====== PROVIDED ENTRIES

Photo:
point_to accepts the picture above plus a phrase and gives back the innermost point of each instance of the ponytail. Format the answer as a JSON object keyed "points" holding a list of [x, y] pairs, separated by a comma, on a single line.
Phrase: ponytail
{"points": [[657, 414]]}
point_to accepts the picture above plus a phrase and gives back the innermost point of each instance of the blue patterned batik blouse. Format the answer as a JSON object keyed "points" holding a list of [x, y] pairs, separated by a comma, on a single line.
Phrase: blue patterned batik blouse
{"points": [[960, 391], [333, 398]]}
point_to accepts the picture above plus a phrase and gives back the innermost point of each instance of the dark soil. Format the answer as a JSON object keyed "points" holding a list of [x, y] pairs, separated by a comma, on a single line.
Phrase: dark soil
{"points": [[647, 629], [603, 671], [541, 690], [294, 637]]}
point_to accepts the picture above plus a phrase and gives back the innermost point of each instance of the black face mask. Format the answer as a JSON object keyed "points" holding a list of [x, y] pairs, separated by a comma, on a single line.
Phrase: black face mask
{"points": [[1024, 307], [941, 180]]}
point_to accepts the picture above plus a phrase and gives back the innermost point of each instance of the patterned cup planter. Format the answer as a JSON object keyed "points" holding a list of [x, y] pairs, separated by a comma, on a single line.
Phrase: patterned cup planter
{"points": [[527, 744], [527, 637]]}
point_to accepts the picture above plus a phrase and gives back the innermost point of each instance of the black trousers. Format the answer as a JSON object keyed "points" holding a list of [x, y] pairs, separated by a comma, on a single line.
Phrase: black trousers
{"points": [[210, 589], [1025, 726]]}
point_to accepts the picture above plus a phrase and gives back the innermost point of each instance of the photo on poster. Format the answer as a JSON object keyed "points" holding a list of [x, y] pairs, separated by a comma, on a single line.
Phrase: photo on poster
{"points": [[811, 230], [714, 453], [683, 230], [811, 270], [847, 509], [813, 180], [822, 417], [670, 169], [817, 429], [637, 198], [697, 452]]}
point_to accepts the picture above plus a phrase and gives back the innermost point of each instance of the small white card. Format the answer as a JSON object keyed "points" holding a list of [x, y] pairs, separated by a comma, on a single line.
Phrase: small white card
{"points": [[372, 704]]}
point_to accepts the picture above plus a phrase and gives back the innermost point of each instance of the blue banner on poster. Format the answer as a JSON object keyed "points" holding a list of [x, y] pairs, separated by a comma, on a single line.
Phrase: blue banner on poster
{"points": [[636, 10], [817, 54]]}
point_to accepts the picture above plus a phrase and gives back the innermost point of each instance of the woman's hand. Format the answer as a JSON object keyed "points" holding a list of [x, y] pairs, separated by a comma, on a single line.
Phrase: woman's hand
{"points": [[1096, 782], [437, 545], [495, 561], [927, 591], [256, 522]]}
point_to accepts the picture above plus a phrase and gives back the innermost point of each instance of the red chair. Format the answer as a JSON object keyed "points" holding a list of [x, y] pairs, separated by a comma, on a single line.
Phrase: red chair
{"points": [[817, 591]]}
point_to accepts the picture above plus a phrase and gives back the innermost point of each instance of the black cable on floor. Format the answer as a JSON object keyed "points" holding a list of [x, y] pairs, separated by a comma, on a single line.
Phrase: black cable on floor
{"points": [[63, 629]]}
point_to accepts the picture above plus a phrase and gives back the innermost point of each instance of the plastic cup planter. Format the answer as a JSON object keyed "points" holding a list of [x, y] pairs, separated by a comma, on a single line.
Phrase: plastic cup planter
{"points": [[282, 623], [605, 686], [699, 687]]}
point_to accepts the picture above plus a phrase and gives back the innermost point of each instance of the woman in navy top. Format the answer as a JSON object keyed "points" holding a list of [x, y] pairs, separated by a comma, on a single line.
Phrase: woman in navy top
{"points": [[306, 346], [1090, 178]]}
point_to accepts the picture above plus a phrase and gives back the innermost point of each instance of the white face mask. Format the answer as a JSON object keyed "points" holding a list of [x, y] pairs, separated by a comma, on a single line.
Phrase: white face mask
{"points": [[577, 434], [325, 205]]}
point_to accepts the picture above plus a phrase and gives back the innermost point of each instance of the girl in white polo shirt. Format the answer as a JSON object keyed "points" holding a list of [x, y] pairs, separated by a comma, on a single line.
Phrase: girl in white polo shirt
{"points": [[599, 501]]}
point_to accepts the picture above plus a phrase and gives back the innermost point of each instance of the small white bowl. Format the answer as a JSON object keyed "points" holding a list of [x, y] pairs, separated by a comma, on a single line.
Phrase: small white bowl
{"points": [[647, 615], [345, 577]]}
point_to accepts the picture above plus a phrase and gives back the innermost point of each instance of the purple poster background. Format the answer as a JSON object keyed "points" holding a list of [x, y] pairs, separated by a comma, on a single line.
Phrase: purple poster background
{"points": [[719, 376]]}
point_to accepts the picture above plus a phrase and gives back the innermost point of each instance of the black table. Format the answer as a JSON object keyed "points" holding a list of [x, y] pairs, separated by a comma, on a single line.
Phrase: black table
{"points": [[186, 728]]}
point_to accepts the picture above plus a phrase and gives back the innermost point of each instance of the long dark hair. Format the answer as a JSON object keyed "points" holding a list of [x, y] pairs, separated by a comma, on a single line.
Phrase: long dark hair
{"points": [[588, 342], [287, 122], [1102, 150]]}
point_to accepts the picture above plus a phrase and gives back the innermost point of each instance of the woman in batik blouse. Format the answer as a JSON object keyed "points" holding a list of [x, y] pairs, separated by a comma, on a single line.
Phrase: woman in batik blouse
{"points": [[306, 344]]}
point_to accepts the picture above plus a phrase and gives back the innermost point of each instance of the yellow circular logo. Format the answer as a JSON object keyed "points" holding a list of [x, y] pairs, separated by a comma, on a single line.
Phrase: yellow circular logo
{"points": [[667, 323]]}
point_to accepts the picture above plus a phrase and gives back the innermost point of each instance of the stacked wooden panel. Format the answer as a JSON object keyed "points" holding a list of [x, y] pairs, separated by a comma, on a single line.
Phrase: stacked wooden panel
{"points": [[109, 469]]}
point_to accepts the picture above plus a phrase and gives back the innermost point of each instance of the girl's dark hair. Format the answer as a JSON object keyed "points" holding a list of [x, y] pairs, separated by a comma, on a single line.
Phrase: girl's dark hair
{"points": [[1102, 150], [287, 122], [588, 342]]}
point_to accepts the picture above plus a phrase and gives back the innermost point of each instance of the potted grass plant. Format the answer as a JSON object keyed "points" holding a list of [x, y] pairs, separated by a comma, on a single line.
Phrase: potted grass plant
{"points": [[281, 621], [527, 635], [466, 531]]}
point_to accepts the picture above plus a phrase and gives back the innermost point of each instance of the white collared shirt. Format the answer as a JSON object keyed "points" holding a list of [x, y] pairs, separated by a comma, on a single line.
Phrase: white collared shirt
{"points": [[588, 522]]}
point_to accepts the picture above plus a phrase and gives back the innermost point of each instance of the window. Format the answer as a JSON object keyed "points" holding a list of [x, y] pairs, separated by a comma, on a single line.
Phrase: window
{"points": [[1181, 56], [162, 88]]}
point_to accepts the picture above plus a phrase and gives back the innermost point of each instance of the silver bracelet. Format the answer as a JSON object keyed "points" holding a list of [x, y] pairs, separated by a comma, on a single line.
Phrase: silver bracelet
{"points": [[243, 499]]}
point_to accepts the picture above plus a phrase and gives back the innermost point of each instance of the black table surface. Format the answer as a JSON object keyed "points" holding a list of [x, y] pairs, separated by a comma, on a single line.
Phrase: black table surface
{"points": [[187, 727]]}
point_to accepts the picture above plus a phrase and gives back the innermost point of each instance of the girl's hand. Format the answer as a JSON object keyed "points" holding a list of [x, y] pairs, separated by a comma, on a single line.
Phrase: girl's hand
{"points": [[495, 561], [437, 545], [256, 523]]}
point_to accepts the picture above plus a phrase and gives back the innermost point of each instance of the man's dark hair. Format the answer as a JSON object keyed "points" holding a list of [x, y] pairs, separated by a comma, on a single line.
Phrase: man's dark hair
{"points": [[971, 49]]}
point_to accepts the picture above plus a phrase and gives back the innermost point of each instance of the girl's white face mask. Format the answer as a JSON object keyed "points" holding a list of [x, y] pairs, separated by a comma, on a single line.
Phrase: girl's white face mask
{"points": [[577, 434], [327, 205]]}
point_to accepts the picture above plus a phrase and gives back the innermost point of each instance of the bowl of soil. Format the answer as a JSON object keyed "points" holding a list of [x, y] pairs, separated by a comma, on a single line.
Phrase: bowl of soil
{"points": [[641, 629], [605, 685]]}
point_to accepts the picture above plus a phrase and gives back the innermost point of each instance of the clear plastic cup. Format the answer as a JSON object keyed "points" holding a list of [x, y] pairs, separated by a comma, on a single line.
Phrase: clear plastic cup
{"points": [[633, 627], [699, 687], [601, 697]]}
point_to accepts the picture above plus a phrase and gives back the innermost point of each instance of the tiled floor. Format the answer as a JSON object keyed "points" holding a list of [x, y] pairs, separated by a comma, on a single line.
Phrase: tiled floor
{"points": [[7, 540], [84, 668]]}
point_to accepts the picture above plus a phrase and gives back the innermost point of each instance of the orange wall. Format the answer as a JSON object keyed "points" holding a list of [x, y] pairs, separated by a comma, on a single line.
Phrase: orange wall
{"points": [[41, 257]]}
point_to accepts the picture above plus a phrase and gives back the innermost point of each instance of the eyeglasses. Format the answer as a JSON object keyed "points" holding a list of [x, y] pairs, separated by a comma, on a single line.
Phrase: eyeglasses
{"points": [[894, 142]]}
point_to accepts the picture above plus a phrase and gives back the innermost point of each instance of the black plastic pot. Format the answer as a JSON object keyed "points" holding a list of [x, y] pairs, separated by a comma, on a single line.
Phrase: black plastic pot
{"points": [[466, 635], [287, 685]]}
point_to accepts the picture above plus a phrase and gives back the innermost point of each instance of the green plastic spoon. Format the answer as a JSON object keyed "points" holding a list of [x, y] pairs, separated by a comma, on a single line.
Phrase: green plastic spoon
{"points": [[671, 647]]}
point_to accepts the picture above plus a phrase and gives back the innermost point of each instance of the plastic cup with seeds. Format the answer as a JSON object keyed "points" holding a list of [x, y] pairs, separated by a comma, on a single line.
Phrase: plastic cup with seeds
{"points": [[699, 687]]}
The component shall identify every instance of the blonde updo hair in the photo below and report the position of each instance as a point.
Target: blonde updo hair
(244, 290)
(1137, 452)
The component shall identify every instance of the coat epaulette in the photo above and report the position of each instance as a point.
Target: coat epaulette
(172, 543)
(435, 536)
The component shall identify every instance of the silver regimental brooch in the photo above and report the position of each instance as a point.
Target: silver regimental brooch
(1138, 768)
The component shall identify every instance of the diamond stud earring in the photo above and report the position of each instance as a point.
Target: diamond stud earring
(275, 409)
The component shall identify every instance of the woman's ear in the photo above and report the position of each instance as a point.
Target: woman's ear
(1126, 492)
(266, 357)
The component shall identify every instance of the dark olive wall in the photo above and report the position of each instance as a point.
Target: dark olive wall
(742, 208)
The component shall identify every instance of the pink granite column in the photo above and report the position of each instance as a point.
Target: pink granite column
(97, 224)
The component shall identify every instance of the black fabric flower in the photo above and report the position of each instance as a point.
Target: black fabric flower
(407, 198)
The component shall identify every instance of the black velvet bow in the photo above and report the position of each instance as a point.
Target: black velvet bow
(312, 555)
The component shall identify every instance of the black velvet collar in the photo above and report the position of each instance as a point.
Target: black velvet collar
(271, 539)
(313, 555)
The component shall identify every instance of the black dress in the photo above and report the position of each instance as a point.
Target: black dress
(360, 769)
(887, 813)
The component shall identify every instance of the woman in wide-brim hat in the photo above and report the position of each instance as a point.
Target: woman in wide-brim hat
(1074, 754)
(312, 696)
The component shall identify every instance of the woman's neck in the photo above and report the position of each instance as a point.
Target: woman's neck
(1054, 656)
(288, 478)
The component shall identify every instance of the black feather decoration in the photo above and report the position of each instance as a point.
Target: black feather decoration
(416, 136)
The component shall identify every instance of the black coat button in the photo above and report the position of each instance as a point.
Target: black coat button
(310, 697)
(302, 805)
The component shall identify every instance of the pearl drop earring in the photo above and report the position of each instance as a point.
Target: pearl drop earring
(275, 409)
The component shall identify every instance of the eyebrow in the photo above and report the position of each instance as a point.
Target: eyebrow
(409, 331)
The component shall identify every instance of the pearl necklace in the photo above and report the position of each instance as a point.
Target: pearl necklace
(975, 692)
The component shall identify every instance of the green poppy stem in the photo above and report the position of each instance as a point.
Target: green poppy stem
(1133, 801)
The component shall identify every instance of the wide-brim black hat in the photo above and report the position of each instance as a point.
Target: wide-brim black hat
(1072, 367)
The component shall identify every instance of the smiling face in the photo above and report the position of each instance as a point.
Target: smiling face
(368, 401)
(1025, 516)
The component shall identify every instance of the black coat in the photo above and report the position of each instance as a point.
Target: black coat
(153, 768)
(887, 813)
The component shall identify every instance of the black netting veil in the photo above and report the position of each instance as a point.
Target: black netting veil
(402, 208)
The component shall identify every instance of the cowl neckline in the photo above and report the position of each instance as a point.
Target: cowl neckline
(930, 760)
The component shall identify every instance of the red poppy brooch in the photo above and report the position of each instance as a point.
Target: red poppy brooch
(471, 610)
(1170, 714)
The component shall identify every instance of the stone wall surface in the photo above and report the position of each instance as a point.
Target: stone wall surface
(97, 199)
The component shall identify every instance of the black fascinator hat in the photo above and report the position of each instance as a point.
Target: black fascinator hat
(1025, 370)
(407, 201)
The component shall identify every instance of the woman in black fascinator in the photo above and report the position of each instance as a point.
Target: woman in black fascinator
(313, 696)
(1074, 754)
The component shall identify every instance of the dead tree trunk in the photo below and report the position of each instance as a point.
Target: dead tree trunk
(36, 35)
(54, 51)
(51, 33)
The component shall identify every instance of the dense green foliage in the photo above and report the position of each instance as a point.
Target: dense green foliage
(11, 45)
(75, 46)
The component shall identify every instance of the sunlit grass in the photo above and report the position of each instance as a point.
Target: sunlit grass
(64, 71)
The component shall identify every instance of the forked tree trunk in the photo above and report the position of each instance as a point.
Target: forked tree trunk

============

### TASK GOAL
How many lines of the material contain the string "forked"? Answer with that number alone.

### TASK SOLUTION
2